** ASSIGNMENT **
Please transcribe every record below exactly, leaving out the pictures.

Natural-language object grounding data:
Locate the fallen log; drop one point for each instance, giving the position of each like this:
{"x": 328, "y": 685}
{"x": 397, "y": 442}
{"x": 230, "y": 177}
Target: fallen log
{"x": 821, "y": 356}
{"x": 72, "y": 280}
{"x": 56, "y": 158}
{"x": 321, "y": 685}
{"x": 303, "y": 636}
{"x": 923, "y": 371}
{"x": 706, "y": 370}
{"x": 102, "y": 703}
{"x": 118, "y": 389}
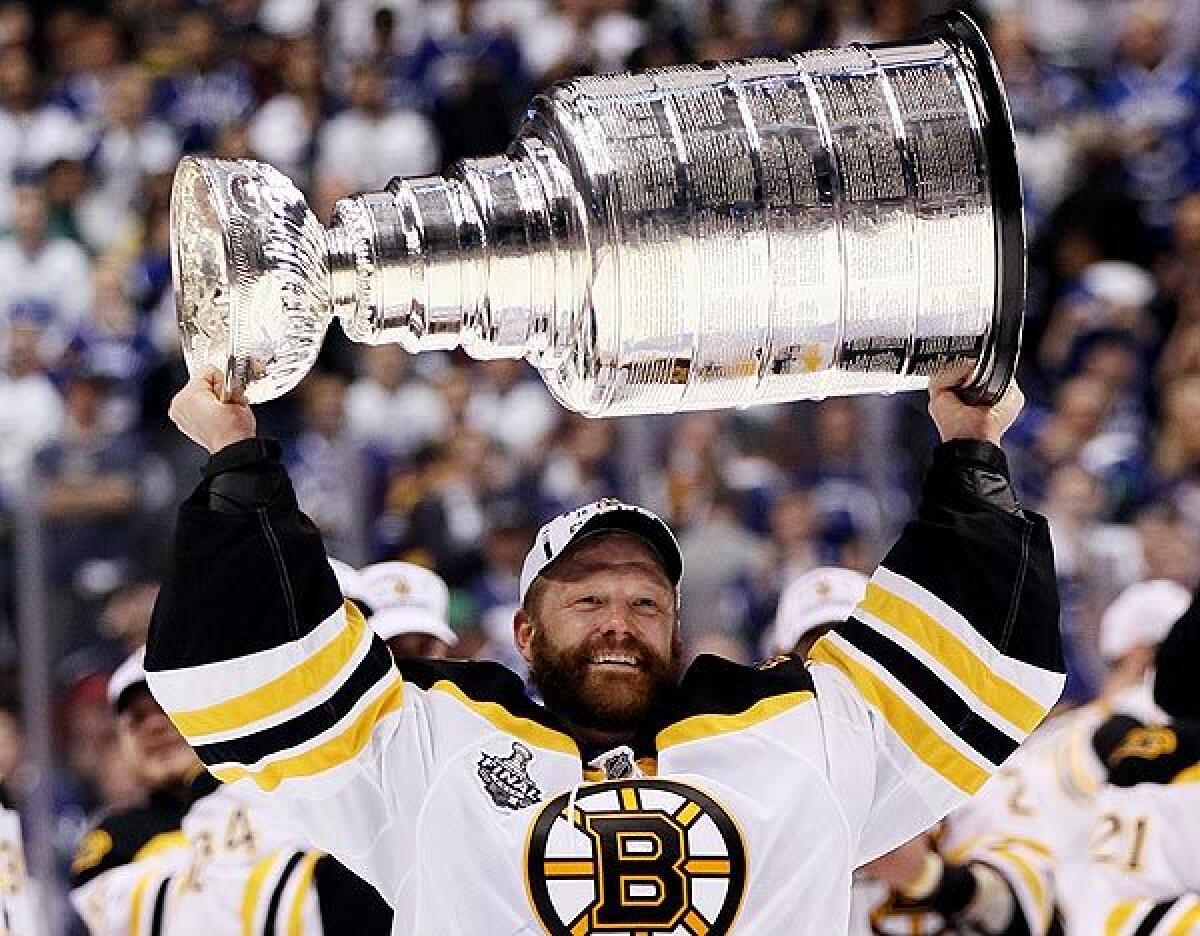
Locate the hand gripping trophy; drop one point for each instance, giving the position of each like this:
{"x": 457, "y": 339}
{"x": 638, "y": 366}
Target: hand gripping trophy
{"x": 720, "y": 235}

** REPLY **
Locate the fallen log; drop one point for each instance, giving the position of each like this:
{"x": 328, "y": 685}
{"x": 397, "y": 442}
{"x": 230, "y": 177}
Target: fallen log
{"x": 821, "y": 356}
{"x": 72, "y": 280}
{"x": 56, "y": 158}
{"x": 321, "y": 685}
{"x": 303, "y": 636}
{"x": 923, "y": 371}
{"x": 706, "y": 370}
{"x": 102, "y": 703}
{"x": 118, "y": 389}
Locate the hand gripping trophy; drop one point for each instance, giving the position of each like this:
{"x": 457, "y": 339}
{"x": 638, "y": 366}
Target: hand gripping trophy
{"x": 720, "y": 235}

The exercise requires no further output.